What the exercise asks:
Transcribe the passage of the entry cache page below that begins at the words "Cache challenges" and stops after "on disk content.".

Document text:
------

389 Directory Server - Entry Cache Improvements

Entry Cache Improvements
Why Entry Cache?
Cache challenges
To Do
Possible Improvements:
- Slapi_Entry
  - Child Structures
  - slapi_entry_dup()

Entry Cache Improvements

Why Entry Cache?

We have a different disk storage of entries compared to memory reperesentation. Effecient and reliable disk storage is different to our an effective in memory format. This also allows us to change the in memory format without affecting on disk content.

The trade however is that we must perform CPU work to convert between the disk and memory formats on loads and writes. During writes, which is a smaller part of our work load, this is not a major concern, but with high concurrent read numbers, this can be very intensive.

This is why we cache the deserialised entries into ram.

More than than, by having an entry cache, we are able to control where and how our data is cached, where as relying on DB cache, we don’t have control of this, and worse, relying on the VFS when a system comes under memory pressure, VFS pages will be evicted earlier than application memory. Additionally, the VFS is an LRU which has a number of issues with invalidation patterns. Systems like LMDB which rely on the VFS as a cache are design for effective disk to VFS transfer, but not effective CPU cache operations and alignments (which is more important in a concurrent system).

------

Given material:
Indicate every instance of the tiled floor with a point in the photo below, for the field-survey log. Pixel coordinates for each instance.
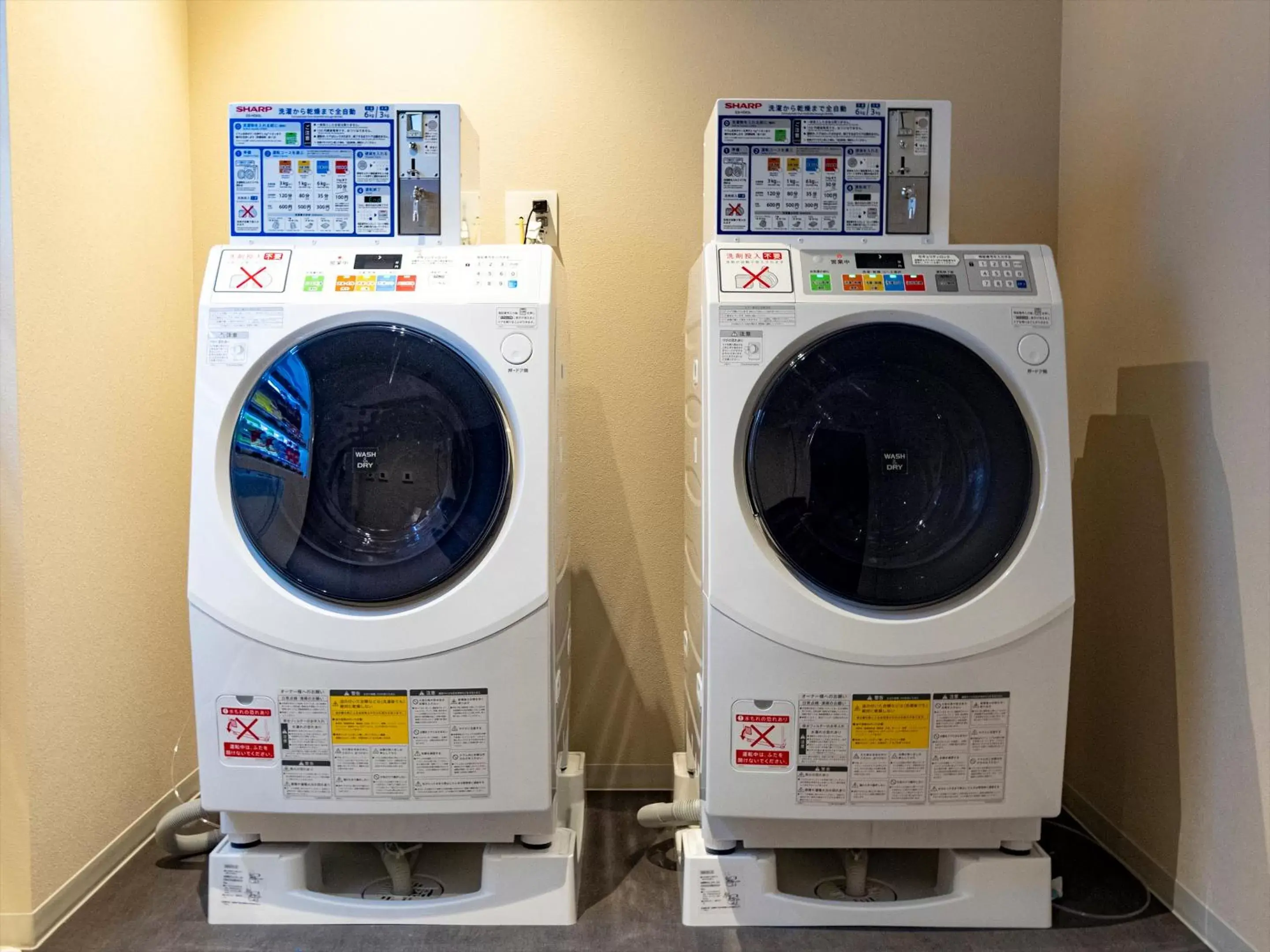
(157, 905)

------

Full solution:
Cache challenges
To Do
Possible Improvements:
- Slapi_Entry
  - Child Structures
  - slapi_entry_dup()

Entry Cache Improvements

Why Entry Cache?

We have a different disk storage of entries compared to memory reperesentation. Effecient and reliable disk storage is different to our an effective in memory format. This also allows us to change the in memory format without affecting on disk content.